Problem to solve: When you reach the entries below, transcribe each one exactly as it stands.

━━━━━━━━

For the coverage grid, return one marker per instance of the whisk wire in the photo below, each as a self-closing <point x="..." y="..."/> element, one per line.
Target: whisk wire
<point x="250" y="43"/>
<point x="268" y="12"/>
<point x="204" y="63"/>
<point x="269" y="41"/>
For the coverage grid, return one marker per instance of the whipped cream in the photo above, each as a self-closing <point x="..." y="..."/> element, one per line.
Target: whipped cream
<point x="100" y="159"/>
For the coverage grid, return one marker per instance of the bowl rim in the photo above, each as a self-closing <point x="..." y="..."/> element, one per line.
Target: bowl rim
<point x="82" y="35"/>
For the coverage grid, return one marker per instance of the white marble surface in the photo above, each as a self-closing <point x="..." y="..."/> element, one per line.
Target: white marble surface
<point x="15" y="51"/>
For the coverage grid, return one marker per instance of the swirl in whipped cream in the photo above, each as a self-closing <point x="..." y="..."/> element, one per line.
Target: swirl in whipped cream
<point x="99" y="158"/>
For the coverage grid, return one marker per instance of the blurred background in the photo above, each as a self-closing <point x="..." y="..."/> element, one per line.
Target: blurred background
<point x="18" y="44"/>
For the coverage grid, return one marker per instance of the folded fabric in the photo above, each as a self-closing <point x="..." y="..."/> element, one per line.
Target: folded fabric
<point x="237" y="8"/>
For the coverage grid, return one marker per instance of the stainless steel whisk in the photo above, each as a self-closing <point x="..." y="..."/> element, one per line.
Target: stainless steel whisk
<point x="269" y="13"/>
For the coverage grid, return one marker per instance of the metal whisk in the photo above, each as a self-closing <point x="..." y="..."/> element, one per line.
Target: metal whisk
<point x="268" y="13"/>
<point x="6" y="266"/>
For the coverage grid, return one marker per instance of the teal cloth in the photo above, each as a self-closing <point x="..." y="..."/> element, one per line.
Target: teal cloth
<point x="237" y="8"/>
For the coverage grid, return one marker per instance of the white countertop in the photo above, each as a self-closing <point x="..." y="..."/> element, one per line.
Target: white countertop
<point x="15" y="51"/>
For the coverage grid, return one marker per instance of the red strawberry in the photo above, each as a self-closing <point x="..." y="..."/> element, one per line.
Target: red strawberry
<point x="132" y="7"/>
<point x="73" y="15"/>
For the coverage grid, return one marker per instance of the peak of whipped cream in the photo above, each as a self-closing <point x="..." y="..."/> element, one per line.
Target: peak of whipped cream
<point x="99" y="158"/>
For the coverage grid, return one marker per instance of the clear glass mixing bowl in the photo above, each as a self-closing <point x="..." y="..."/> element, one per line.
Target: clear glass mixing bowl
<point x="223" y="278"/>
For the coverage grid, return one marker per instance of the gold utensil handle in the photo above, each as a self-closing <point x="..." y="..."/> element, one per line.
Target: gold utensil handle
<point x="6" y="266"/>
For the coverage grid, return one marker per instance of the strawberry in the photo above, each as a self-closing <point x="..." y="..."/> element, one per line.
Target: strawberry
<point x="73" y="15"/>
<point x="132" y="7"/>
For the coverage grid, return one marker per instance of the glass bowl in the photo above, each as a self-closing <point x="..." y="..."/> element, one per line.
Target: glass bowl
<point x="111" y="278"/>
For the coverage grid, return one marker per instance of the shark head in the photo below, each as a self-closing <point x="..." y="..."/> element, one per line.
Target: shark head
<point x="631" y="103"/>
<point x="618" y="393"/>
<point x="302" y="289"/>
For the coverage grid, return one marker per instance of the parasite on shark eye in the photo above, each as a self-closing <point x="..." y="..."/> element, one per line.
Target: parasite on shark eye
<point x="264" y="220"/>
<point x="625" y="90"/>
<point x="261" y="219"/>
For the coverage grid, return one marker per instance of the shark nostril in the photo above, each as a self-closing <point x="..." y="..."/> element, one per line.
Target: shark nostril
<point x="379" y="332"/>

━━━━━━━━

Response box:
For the coverage grid, return one marker per instance of the whisk wire in the photo below, each as a self-closing <point x="..." y="..."/> element, one per line.
Target: whisk wire
<point x="250" y="43"/>
<point x="268" y="12"/>
<point x="204" y="63"/>
<point x="269" y="41"/>
For the coverage grid, return one marker per instance of the whipped cream in the photo above, each as a self-closing <point x="..." y="..."/> element, one per line.
Target: whipped cream
<point x="100" y="159"/>
For the coverage grid, return one marker per instance of the bowl rim in the photo above, each as a self-closing <point x="..." y="..."/> element, one per line.
Target: bowl rim
<point x="82" y="35"/>
For the coverage grid, return one marker per instance of the white marble surface in the photo above, each as a self-closing <point x="..." y="..."/> element, one per line.
Target: white marble surface
<point x="15" y="51"/>
For the coverage grid, return one marker per instance of the swirl in whipped cream in the photo above, each as a self-closing <point x="..." y="..."/> element, one per line.
Target: swirl in whipped cream
<point x="99" y="158"/>
For the coverage grid, return one marker per instance of the blurred background in the photo above, each as a self-closing <point x="..." y="..."/> element, one per line.
Target: blurred background
<point x="18" y="44"/>
For the coverage grid, return one marker per instance of the folded fabric in the photo above, each as a self-closing <point x="..." y="..."/> element, one per line.
Target: folded fabric
<point x="237" y="8"/>
For the coverage grid, return one marker per instance of the stainless steel whisk in the photo above, each as a self-closing <point x="..." y="..."/> element, one per line.
Target: stainless steel whisk
<point x="269" y="13"/>
For the coverage grid, return one marker per instance of the metal whisk in the photo above, each as a self-closing <point x="..." y="..."/> element, one per line.
Target: metal whisk
<point x="268" y="13"/>
<point x="6" y="266"/>
For the coverage grid, return one marker per instance of the teal cloth in the photo above, each as a self-closing <point x="..." y="..."/> element, one per line.
Target: teal cloth
<point x="237" y="8"/>
For the coverage grid, return one marker per instance of the white countertop in the photo above, each as a self-closing <point x="..." y="..."/> element, one per line.
Target: white countertop
<point x="15" y="51"/>
For the coverage grid, return one marker per instance of the red strawberry in the photo above, each as a self-closing <point x="..." y="..."/> element, one per line.
Target: red strawberry
<point x="132" y="7"/>
<point x="73" y="15"/>
For the coverage grid, return one marker per instance of the peak of whipped cream in the photo above, each as a self-closing <point x="..." y="..."/> element, one per line.
Target: peak of whipped cream
<point x="99" y="158"/>
For the coverage grid, return one marker per instance of the clear glass mixing bowl in the photo above, each as a self-closing <point x="..." y="..."/> element, one per line.
Target: clear glass mixing bowl
<point x="223" y="278"/>
For the coverage grid, return one marker per instance of the gold utensil handle in the photo above, each as a self-closing <point x="..." y="..."/> element, one per line.
Target: gold utensil handle
<point x="6" y="266"/>
For the coverage grid, return one marker per instance of the strawberry in the photo above, each as a self-closing <point x="..." y="..."/> element, one per line.
Target: strawberry
<point x="73" y="15"/>
<point x="132" y="7"/>
For the coverage grid, return one marker per instance of the glass bowl in the photo above, each as a self-closing <point x="..." y="..."/> element, one per line.
Target: glass bowl
<point x="111" y="278"/>
For the coverage grid, return one marker per instance of the shark head in the photo below, each as a self-closing <point x="..." y="..."/> element, one per line.
Target: shark head
<point x="631" y="103"/>
<point x="618" y="393"/>
<point x="302" y="289"/>
For the coverage grid, return one marker per instance of the parasite on shark eye in the photo above, each as a self-closing <point x="..." y="..."/> element, one per line.
Target: parasite on shark eye
<point x="264" y="220"/>
<point x="625" y="90"/>
<point x="261" y="219"/>
For the coverage grid, return one marker per instance of the shark nostril in the photo above, each as a self-closing <point x="..." y="..."/> element, one per line.
Target: shark nostril
<point x="379" y="332"/>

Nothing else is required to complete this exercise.